CHALLENGE
Reproduce word for word everything in the data below, from the line that contains "Place one keypoint on each instance of the spinning wheel in" down to the last line.

--- start RECORDED DATA ---

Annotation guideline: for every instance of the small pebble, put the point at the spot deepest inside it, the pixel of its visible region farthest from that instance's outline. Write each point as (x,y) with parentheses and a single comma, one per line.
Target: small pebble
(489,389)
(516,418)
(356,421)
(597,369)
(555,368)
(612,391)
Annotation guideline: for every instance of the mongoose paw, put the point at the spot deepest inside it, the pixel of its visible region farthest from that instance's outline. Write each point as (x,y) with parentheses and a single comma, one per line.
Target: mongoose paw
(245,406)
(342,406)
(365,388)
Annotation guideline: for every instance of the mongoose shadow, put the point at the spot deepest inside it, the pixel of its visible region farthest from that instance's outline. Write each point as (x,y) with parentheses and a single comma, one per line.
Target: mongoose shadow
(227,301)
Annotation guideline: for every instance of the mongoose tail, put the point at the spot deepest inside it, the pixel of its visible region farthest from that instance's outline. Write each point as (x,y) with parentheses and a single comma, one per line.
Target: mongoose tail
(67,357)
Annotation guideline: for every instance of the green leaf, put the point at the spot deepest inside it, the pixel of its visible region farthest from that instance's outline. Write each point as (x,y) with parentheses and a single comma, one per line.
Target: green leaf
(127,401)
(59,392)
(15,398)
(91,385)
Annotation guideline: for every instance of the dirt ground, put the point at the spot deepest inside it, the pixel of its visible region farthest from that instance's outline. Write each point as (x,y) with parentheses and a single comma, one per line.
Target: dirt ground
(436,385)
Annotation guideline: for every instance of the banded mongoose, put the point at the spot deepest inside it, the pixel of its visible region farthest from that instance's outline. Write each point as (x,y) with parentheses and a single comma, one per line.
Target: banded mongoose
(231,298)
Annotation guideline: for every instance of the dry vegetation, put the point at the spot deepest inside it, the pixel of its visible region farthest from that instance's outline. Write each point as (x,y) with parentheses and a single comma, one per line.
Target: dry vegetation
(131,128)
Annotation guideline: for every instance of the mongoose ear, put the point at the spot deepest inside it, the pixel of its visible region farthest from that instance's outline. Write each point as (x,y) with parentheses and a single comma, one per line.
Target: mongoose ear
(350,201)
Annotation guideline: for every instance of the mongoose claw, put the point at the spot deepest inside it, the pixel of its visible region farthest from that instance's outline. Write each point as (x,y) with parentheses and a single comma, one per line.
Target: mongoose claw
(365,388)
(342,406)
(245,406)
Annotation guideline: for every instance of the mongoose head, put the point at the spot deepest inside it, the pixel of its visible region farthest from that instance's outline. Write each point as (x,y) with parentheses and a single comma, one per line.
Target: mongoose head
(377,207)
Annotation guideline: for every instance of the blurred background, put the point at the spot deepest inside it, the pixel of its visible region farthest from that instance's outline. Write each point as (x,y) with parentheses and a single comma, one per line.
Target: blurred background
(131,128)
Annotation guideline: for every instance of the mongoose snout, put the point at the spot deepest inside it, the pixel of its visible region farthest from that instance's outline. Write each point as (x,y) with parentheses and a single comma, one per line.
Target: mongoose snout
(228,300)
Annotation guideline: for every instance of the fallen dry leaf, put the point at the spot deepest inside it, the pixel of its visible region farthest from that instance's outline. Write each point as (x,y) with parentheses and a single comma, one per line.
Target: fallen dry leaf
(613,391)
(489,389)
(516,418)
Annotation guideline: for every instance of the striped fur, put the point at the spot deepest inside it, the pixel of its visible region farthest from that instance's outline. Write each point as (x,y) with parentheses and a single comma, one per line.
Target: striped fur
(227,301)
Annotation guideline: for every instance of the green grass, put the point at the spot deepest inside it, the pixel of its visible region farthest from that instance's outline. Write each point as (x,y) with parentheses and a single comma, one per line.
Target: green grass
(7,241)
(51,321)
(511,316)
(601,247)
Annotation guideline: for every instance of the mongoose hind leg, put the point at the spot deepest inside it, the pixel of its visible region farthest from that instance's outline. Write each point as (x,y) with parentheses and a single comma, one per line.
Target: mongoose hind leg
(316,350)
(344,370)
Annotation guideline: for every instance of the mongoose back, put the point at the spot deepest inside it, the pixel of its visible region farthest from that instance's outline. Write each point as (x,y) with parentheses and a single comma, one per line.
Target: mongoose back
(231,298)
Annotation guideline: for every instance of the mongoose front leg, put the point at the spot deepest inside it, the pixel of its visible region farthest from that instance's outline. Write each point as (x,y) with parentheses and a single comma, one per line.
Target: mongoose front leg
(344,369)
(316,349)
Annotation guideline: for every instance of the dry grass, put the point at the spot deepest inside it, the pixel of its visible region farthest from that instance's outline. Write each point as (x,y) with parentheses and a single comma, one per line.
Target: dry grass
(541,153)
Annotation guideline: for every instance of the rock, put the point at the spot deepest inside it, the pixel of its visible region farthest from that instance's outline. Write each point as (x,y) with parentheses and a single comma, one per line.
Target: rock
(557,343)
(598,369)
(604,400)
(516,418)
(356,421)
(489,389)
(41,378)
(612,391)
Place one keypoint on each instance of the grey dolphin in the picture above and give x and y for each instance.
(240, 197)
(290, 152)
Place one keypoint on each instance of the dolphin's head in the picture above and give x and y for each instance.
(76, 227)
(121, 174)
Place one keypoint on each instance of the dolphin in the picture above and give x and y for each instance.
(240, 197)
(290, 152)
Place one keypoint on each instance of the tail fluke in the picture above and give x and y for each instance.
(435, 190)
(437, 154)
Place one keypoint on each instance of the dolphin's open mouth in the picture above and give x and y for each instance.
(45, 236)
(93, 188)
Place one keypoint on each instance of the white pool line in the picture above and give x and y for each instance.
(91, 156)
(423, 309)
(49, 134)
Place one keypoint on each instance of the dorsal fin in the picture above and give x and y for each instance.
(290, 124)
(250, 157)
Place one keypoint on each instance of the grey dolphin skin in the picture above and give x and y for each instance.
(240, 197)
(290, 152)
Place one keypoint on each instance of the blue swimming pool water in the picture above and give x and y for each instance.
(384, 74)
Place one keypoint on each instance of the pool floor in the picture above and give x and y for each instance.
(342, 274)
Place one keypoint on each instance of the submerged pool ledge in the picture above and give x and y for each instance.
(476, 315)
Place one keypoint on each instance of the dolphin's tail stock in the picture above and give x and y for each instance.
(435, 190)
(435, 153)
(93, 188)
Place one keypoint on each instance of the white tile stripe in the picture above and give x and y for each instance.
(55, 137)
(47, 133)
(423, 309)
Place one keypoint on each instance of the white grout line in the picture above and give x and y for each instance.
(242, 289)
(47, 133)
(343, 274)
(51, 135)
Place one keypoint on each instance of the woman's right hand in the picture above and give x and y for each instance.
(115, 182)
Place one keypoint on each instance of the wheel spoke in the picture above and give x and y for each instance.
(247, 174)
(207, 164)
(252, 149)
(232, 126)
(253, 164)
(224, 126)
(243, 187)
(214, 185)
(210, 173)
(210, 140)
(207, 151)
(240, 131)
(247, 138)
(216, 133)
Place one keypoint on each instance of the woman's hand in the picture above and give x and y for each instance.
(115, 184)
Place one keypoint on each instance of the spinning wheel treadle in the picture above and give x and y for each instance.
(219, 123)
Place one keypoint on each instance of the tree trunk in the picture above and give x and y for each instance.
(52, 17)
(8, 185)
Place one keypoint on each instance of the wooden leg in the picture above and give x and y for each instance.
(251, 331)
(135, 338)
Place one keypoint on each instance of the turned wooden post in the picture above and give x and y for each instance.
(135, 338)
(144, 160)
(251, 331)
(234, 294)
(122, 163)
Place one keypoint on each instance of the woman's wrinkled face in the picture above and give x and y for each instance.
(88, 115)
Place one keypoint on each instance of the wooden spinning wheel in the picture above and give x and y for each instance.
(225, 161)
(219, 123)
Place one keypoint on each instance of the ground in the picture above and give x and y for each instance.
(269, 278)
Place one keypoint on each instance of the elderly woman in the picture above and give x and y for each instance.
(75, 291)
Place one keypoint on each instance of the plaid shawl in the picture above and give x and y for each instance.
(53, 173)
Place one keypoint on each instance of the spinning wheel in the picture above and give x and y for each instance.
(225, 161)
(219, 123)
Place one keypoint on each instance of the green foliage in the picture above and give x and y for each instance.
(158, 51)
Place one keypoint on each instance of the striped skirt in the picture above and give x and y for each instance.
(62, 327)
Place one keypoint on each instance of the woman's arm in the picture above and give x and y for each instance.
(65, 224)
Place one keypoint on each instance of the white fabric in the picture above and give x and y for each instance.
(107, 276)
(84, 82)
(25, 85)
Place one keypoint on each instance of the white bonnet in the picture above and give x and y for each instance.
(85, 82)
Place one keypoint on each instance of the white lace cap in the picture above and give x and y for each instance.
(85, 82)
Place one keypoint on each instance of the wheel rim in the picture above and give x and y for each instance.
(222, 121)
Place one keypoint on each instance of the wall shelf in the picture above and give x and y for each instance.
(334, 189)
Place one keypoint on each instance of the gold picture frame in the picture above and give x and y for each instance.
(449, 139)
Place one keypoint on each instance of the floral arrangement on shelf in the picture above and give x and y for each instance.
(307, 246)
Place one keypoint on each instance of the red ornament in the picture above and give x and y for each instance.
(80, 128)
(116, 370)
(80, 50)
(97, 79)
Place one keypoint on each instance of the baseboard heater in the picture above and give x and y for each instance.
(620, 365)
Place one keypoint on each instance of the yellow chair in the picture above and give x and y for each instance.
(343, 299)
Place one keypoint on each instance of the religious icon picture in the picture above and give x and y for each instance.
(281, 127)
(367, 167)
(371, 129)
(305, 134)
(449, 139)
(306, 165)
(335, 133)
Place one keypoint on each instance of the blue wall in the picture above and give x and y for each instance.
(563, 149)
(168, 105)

--- end RECORDED DATA ---

OUTPUT OF THE EXERCISE
Place one keypoint on each instance of the spinning wheel in the picture above and give x and y for each instance.
(225, 161)
(219, 123)
Place one keypoint on each instance of the green foliage in the picture above and give x and y for each instance.
(158, 51)
Place one keypoint on each instance of the striped skirt in the picture above and give x and y for each instance.
(62, 327)
Place one keypoint on each instance of the woman's arm in the picture above and give x and y for each instance.
(65, 224)
Place one keypoint on each instance of the white fabric in the picture above and give x and y for each instance.
(107, 276)
(84, 82)
(25, 85)
Place one keypoint on each instance of the white bonnet in the picture above and give x and y for each instance.
(85, 82)
Place one keypoint on each instance of the white lace cap in the picture above and give x and y for each instance.
(85, 82)
Place one keypoint on each instance of the wheel rim in the picture above and give x and y for each instance.
(222, 121)
Place one keypoint on each instance of the wall shelf in the picture above and give x and y for each instance.
(334, 189)
Place one keypoint on each instance of the gold picture frame in the picture above and give x and y for each instance.
(449, 139)
Place one keypoint on each instance of the floral arrangement on shelf in the picture above and give x and y for each instance.
(307, 246)
Place one keypoint on each instance of the red ornament in the picture above and give x and y for each instance.
(80, 128)
(116, 370)
(80, 50)
(97, 79)
Place one keypoint on each instance of the baseboard heater in the picture above and give x and y for each instance.
(620, 365)
Place one keypoint on each instance of the yellow chair in the picture above and give x and y for each instance.
(343, 299)
Place one keypoint on each instance of the religious icon picture in the picture above and give x and y for each instance.
(281, 127)
(367, 167)
(371, 129)
(305, 134)
(449, 139)
(306, 165)
(335, 133)
Place one keypoint on each instance of the blue wall in the picture above and give x and y for each instance.
(563, 149)
(168, 105)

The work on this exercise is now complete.